Il tuo compito: Prosegui la recensione dello spettacolo Deo Gratias riportata qui sotto, riprendendo subito dopo la sua ultima frase.

Brano dell'esercizio:
========

Deo Gratias di Francesco Botti è tratto dal suo racconto L'angelo pubblicato nel collettaneo Boccaccio 2013 edito da Felici editore.
Il testo racconta dell'incontro casuale tra l'archeologo Antonio e Angelo, un giovane del Salento, bellissimo e tarantato (quella condizione tra il fisiologico e lo psichiatrico in cui verserebbero le persone morse dai ragni). Angelo danza come un fauno e Antonio prova un'immediata attrazione erotica per lui.
Lo spettacolo ellittico, allusivo, elegante, intrigante e seducente, è interpretato dallo stesso Botti, che firma anche la regia, e da Leonardo Lambruschini. Entrambi si dimostrano interpreti diseguali, il secondo ha una leggerezza nel movimento che manca al primo, che prevale invece nella recitazione, nella quale Lambruschini manca assai, non scandendo le parole come dovrebbe, finendo per compensare l'uno le mancanze dell'altro.
L'allestimento scenico si sviluppa su due diverse direttive una narrativa che riporta il racconto in prima persona di Antonio (interpretato senza soluzione di continuità da entrambi) e una coreografica che richiama nelle sue pose i quadri di Roberto Dragoni, ispirate ai Prigioni di Michelangelo Buonarroti, alcune riproduzioni dei quali sono poste sulla scena.
Due direttive che non sanno entrare in sinergia diventando nello svolgersi dello spettacolo sempre più strabiche e contraddittorie.
La coreografia, tributo seducente, sinuoso e liberatorio all'omoerotismo, è molto efficace nel restituire gli stati d'animo di Antonio, dall'ossessione compulsiva che lo colpisce dopo i pochi incontri con Angelo (Antonio si immagina che delle mosche lo visitino la notte non lasciandolo dormire, segno esteriore del suo disagio psichico), alla dirompenza dell'attrazione erotica per lui (splendido e impudico, senza essere volgare, il quadro che vede Antonio, le gambe aperte percorse dalle sue stesse mani guidate dal desiderio, legato alla sedia da Angelo) suggellando l'intesa sotterranea tra i due uomini che non necessita di parole (nel quadro, indimenticabile, cosparse le teste e i torsi con la creta, i due performer diventano lo stesso uomo).

========

Dati di espressioni referenziali basate su foto:
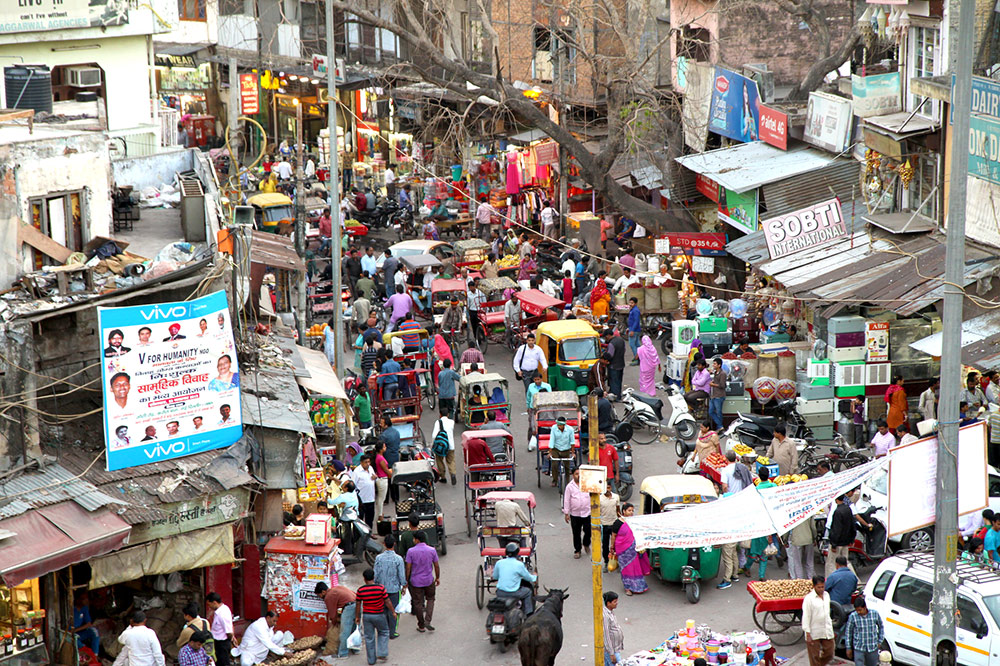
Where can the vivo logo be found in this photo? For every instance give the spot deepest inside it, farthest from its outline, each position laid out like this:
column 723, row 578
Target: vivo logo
column 162, row 450
column 173, row 312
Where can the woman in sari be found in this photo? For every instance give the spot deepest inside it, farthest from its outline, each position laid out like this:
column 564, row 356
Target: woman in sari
column 895, row 396
column 633, row 565
column 649, row 365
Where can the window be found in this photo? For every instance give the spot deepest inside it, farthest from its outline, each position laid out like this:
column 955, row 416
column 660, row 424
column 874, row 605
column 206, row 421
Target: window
column 913, row 594
column 924, row 54
column 192, row 10
column 882, row 586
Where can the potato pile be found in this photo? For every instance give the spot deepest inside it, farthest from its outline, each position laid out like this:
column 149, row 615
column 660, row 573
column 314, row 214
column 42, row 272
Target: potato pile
column 782, row 589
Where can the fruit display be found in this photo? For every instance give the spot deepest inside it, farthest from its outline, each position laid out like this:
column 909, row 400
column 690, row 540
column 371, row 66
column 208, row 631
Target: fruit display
column 782, row 589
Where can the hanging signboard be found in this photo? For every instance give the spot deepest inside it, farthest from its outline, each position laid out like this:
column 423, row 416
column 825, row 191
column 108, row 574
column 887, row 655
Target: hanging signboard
column 804, row 228
column 734, row 112
column 171, row 380
column 828, row 122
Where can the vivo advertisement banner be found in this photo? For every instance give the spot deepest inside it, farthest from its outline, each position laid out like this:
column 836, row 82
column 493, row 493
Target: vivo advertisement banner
column 171, row 380
column 734, row 111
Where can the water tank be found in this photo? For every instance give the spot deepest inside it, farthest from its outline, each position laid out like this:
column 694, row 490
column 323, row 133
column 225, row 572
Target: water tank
column 28, row 87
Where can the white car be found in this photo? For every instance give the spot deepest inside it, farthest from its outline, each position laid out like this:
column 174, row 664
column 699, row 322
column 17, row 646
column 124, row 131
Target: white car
column 900, row 589
column 875, row 491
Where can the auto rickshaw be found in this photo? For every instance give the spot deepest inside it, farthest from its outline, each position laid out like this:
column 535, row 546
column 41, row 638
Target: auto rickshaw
column 571, row 348
column 479, row 393
column 415, row 481
column 272, row 212
column 688, row 566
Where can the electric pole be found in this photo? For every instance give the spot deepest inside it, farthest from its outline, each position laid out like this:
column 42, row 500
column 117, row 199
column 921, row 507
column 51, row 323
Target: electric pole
column 946, row 499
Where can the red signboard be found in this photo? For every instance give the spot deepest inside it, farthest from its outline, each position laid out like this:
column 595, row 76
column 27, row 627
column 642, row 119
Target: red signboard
column 249, row 98
column 773, row 127
column 699, row 244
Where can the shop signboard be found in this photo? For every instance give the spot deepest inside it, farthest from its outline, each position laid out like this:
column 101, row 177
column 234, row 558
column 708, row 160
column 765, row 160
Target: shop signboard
column 875, row 95
column 249, row 95
column 805, row 228
column 43, row 15
column 913, row 479
column 738, row 209
column 774, row 127
column 171, row 380
column 828, row 122
column 188, row 516
column 734, row 113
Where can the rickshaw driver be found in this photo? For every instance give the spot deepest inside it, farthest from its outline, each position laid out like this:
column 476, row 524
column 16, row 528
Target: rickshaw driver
column 509, row 573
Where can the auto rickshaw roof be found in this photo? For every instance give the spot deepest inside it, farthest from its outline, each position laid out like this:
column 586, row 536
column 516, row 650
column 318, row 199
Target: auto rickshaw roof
column 670, row 486
column 534, row 302
column 567, row 328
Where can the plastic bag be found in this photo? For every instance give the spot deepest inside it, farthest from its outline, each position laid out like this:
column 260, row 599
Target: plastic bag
column 405, row 605
column 354, row 641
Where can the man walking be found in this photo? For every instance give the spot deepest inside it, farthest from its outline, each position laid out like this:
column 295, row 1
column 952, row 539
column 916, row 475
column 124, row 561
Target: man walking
column 390, row 573
column 423, row 573
column 817, row 625
column 863, row 634
column 340, row 617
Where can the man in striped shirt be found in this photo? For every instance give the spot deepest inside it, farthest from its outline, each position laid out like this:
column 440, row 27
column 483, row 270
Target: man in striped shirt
column 374, row 607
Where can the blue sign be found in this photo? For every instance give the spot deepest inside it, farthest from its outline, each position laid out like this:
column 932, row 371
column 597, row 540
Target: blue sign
column 734, row 111
column 171, row 380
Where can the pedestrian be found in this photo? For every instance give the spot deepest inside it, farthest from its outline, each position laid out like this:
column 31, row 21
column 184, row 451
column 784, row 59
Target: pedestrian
column 717, row 393
column 842, row 531
column 374, row 607
column 443, row 447
column 576, row 510
column 801, row 550
column 222, row 629
column 340, row 617
column 390, row 573
column 863, row 634
column 610, row 513
column 423, row 575
column 529, row 359
column 614, row 637
column 817, row 625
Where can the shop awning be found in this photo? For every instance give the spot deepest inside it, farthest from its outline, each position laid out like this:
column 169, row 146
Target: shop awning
column 194, row 550
column 54, row 537
column 322, row 380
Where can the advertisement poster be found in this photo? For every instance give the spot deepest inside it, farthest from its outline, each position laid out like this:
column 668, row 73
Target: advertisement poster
column 875, row 95
column 171, row 380
column 734, row 112
column 41, row 15
column 828, row 122
column 738, row 210
column 804, row 229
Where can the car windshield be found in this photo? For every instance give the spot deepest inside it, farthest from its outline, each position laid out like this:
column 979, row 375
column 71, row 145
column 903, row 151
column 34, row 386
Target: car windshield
column 578, row 349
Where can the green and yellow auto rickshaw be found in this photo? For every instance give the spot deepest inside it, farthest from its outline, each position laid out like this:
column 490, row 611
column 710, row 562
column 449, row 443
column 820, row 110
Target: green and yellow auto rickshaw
column 571, row 348
column 687, row 566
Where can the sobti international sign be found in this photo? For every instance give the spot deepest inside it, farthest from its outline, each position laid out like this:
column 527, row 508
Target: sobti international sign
column 171, row 380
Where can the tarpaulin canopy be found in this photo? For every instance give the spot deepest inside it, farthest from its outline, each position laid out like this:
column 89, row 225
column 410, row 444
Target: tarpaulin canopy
column 54, row 537
column 748, row 514
column 193, row 550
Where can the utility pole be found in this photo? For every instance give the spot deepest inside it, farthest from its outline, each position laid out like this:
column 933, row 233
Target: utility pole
column 946, row 499
column 595, row 536
column 300, row 226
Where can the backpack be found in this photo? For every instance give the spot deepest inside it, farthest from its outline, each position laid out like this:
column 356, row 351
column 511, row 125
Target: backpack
column 441, row 444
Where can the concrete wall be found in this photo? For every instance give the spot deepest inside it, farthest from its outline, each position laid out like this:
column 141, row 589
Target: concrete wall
column 151, row 170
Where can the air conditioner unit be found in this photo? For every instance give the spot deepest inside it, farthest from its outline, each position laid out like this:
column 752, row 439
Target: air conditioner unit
column 83, row 77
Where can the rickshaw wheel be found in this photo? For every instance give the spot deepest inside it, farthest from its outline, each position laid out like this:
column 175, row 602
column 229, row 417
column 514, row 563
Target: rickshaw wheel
column 480, row 587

========

Risposta all'esercizio:
Il racconto, invece, vira presto l'attrazione fisica totale di Antonio per Angelo - tanto da avere un orgasmo spontaneo quando se lo vede davanti - verso un portato psichico di sofferenza riportandogli alla memoria un episodio delittuoso che ha commesso nella sua infanzia, del quale Angelo, non si sa come, è a conoscenza. Il racconto si fa sempre più cupo e malato fino al finale, brusco e improvviso, ne quale Antonio mette in gioco ravvisandone i segni di una presenza in entrambi, mentre indica dio come l'unico in grado di salvare e guarire le loro anime diversamente in pena.
Questa malignità condivisa (che indurrà Angelo a commettere un omicidio) individua nella possessione satanica la vera natura del legame tra desiderio omoerotico e tarantismo, tra attrazione erotica tra uomini e delirio, tra bellezza virile e ferina e delitto, tra omoerotismo e malattia mentale.
Una spiegazione che il racconto attesta senza preoccuparsi di chiarire se l'accostamento tra maligno e omoerotismo dipenda dalla natura dei due singoli personaggi oppure dall'omosessualità in sé.
Un equivoco cui lo spettacolo espone un pubblico come quello italiano che non percepisce l'omosessualità come una normale variante del comportamento umano (la definizione è del l'Organizzazione Mondiale della Sanità) ma la giudica ancora come disordine morale (come vuole la religione evocata alla fine del racconto).
Un disordine morale che Deo Gratias rischia di confermare involontariamente come condizione intrinseca dell'omoerotismo rendendo vano il lavoro coreutico di fascinazione e seduzione maschili.